_Input records_
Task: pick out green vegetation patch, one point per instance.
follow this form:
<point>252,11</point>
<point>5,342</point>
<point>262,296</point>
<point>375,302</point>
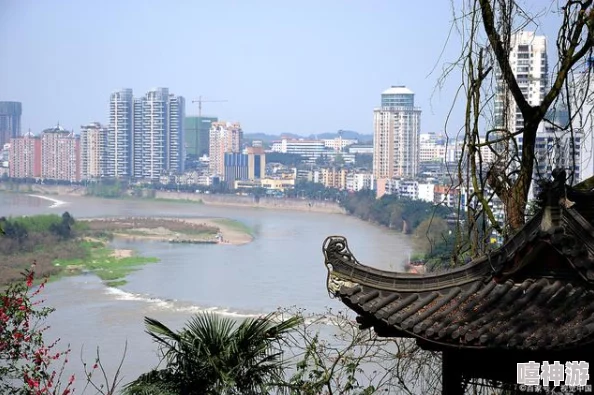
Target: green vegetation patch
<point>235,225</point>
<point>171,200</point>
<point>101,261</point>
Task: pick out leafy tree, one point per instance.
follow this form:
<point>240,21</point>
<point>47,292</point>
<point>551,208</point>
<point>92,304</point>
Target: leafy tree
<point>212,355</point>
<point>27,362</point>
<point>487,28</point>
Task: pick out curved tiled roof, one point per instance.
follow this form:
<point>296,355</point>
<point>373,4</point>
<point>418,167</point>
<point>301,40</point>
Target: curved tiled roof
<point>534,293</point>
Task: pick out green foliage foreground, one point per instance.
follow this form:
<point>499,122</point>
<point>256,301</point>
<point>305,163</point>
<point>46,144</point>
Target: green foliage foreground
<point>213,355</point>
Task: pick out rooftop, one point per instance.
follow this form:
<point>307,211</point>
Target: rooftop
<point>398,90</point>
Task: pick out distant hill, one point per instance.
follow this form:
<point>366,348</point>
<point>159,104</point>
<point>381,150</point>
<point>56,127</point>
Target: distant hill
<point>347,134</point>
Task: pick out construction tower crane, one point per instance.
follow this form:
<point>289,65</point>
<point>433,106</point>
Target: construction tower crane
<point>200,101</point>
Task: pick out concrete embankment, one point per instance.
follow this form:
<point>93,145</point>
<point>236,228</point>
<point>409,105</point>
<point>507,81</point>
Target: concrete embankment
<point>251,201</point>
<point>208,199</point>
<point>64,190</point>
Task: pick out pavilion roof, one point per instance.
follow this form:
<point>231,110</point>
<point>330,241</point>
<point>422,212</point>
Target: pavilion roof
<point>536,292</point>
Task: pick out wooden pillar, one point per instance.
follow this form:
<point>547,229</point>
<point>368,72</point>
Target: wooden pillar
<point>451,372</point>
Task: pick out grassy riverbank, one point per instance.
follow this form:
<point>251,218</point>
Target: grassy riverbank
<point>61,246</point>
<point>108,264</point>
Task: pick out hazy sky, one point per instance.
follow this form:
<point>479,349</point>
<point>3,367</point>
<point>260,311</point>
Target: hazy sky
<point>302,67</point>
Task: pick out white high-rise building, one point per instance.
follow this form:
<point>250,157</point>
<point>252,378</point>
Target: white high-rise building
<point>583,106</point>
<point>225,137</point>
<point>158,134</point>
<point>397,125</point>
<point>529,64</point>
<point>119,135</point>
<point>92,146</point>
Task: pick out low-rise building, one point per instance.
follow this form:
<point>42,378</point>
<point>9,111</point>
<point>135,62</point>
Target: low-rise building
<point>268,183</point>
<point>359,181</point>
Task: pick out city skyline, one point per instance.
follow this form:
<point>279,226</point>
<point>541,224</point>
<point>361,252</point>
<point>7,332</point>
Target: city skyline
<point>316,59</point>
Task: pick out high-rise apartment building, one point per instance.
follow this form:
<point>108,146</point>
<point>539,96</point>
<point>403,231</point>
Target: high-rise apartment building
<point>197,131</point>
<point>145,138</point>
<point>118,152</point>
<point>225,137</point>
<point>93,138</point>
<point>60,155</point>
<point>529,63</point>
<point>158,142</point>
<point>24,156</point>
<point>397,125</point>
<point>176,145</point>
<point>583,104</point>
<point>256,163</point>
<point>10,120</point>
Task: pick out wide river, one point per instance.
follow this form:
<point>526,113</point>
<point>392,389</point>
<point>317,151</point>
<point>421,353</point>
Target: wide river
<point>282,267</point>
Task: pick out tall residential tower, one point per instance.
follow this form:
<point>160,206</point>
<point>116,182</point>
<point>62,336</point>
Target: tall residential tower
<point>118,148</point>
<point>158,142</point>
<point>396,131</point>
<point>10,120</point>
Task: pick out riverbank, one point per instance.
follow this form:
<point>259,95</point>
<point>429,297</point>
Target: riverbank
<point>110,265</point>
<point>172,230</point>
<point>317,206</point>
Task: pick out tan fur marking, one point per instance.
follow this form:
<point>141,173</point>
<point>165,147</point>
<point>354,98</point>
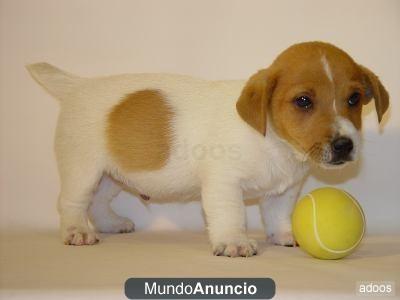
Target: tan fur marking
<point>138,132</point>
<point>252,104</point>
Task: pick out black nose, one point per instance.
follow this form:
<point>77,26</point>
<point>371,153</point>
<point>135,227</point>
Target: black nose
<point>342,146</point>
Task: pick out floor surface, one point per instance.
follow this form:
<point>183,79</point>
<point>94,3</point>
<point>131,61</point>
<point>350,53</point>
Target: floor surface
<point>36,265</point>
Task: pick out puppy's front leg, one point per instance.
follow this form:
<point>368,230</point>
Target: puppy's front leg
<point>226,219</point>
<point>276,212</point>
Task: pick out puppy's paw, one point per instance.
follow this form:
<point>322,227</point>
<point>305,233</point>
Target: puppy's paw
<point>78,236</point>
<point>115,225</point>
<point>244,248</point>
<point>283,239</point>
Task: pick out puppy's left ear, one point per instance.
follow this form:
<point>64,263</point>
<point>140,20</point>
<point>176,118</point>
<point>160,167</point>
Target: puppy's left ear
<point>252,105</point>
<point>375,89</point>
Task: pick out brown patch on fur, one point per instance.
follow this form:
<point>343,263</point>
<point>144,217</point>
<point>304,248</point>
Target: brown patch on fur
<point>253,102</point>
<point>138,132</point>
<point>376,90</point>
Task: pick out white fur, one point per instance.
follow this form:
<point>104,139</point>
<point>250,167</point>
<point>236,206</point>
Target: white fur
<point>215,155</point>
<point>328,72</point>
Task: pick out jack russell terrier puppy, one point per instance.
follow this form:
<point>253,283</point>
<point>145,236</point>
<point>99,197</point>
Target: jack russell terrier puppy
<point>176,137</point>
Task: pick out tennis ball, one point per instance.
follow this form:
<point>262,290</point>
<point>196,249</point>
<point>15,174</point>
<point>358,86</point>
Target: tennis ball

_Instructions to follow_
Could you tally the lines in the data that contain the string "ball" and answer with the number alone?

_Output of the exercise_
2